**WORK INSTRUCTIONS**
Return all of the entries exactly as written.
>> START DATA TO PROCESS
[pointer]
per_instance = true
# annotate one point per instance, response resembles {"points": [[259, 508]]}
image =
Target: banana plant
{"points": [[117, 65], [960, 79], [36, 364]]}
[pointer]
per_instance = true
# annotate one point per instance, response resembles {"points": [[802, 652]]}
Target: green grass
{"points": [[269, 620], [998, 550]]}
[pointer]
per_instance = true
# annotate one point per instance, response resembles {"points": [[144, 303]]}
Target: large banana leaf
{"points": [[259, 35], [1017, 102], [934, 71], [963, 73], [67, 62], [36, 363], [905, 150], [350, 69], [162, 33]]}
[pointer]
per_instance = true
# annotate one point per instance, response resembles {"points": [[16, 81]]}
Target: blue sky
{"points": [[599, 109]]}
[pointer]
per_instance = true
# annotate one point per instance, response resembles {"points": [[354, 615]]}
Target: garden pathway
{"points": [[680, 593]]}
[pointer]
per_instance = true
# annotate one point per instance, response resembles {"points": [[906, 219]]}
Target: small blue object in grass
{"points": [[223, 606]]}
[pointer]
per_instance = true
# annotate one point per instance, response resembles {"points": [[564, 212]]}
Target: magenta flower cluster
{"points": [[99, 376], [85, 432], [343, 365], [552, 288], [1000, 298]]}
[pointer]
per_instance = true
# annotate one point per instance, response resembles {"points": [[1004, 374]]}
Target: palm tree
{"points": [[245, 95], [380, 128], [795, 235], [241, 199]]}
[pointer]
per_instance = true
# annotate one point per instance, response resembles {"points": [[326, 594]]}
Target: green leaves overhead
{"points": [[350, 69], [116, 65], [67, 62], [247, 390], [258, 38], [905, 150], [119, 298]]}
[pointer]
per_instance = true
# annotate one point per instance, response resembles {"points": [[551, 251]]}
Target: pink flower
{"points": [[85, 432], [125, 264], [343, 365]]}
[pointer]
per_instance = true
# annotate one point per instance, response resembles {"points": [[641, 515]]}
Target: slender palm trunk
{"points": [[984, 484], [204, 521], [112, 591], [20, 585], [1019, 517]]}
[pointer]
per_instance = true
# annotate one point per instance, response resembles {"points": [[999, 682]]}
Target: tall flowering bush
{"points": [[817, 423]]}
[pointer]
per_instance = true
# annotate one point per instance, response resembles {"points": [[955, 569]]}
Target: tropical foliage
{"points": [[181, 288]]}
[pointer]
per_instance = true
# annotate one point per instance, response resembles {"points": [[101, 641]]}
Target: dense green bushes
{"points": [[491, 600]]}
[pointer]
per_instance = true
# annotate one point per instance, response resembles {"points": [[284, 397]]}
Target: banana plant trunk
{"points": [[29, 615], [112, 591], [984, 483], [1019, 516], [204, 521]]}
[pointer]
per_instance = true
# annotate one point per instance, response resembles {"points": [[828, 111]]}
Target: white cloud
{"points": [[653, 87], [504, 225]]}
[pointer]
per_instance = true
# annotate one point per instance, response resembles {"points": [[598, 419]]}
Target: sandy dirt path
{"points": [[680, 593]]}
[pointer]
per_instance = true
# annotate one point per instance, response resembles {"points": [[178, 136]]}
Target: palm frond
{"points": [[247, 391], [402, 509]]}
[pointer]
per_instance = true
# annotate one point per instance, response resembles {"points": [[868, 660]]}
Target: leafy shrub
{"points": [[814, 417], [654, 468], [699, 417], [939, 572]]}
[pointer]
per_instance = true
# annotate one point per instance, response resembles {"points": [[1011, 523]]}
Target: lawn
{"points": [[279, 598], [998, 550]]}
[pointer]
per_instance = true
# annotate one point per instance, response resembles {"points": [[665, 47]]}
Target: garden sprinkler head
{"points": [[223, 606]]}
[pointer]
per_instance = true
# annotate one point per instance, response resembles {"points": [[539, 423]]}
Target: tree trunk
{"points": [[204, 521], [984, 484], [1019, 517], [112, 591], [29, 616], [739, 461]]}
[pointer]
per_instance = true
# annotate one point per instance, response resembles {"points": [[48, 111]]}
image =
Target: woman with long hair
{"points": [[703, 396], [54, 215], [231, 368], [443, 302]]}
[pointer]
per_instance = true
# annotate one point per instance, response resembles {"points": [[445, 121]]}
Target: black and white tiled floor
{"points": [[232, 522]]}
>> END DATA TO PROCESS
**SOLUTION FOR THIS EXERCISE**
[pointer]
per_instance = true
# annotate one point per instance, response resembles {"points": [[259, 508]]}
image =
Target: banana plant
{"points": [[117, 65], [960, 79], [36, 364]]}
[pointer]
per_instance = true
# annotate one point per instance, response resembles {"points": [[802, 652]]}
Target: green grass
{"points": [[269, 620], [998, 550]]}
[pointer]
per_instance = true
# annotate one point per instance, response resembles {"points": [[144, 303]]}
Target: large banana leaf
{"points": [[259, 35], [1017, 102], [934, 71], [963, 73], [67, 62], [36, 363], [905, 150], [350, 69], [162, 33]]}
[pointer]
per_instance = true
# annotate one point per instance, response resembles {"points": [[16, 81]]}
Target: blue sky
{"points": [[599, 109]]}
[pointer]
per_instance = true
# annotate one point per instance, response resembles {"points": [[354, 615]]}
Target: garden pathway
{"points": [[680, 593]]}
[pointer]
per_instance = true
# annotate one point per instance, response resembles {"points": [[906, 219]]}
Target: small blue object in grass
{"points": [[223, 606]]}
[pointer]
per_instance = true
# annotate one point per instance, response resembles {"points": [[564, 212]]}
Target: magenta flower cluster
{"points": [[99, 376], [85, 432], [343, 365], [552, 288], [1000, 298]]}
[pointer]
per_instance = true
# annotate one point per instance, response resembles {"points": [[1004, 374]]}
Target: palm tree
{"points": [[245, 95], [380, 128], [795, 235], [241, 199]]}
[pointer]
per_instance = true
# annotate one point per instance, response resembles {"points": [[326, 594]]}
Target: green leaves overhead
{"points": [[350, 69], [116, 65], [67, 62], [247, 390], [258, 38], [905, 150], [119, 298]]}
[pointer]
per_instance = true
# annotate one point per instance, response resembles {"points": [[551, 251]]}
Target: pink flower
{"points": [[85, 432], [125, 264], [343, 365]]}
[pointer]
per_instance = true
# annotate one point per instance, response resembles {"points": [[641, 515]]}
Target: slender palm trunk
{"points": [[984, 484], [204, 521], [112, 591], [20, 585], [1019, 517]]}
[pointer]
per_instance = true
# annotate one point per instance, response resembles {"points": [[999, 682]]}
Target: tall flowering bush
{"points": [[817, 423]]}
[pointer]
per_instance = true
# annotate one point per instance, response resembles {"points": [[955, 569]]}
Target: tropical foliage
{"points": [[181, 288]]}
[pointer]
per_instance = true
# annotate one point per instance, response resembles {"points": [[101, 641]]}
Target: dense green bushes
{"points": [[491, 600]]}
[pointer]
per_instance = true
# annotate one point per instance, response resembles {"points": [[284, 397]]}
Target: banana plant trunk
{"points": [[29, 615], [112, 591], [984, 483], [1019, 516], [204, 521]]}
[pointer]
per_instance = true
# annotate one point per instance, response resembles {"points": [[828, 111]]}
Target: white cloud
{"points": [[653, 87], [504, 225]]}
[pointer]
per_instance = true
# annotate one point per instance, response resembles {"points": [[598, 419]]}
Target: sandy dirt path
{"points": [[680, 593]]}
[pointer]
per_instance = true
# annotate one point per instance, response resembles {"points": [[178, 136]]}
Target: palm frond
{"points": [[247, 391], [402, 509]]}
[pointer]
per_instance = true
# annotate one point per instance, response resembles {"points": [[868, 660]]}
Target: leafy shrub
{"points": [[814, 417], [654, 468], [699, 417], [939, 572]]}
[pointer]
per_instance = true
# annotate one point per instance, response resembles {"points": [[1011, 523]]}
Target: lawn
{"points": [[279, 598], [998, 550]]}
[pointer]
per_instance = true
# annotate one point per instance, response resembles {"points": [[665, 47]]}
Target: garden sprinkler head
{"points": [[223, 606]]}
[pointer]
per_instance = true
# annotate one point per instance, response resembles {"points": [[539, 423]]}
Target: tree trunk
{"points": [[204, 521], [984, 484], [1019, 517], [112, 591], [29, 616], [739, 461]]}
[pointer]
per_instance = true
# annotate one point per instance, response resembles {"points": [[48, 111]]}
image =
Target: woman with long hair
{"points": [[703, 396], [54, 215], [231, 368], [443, 302]]}
[pointer]
per_instance = true
# annotate one point per instance, response resembles {"points": [[445, 121]]}
Target: black and white tiled floor
{"points": [[232, 522]]}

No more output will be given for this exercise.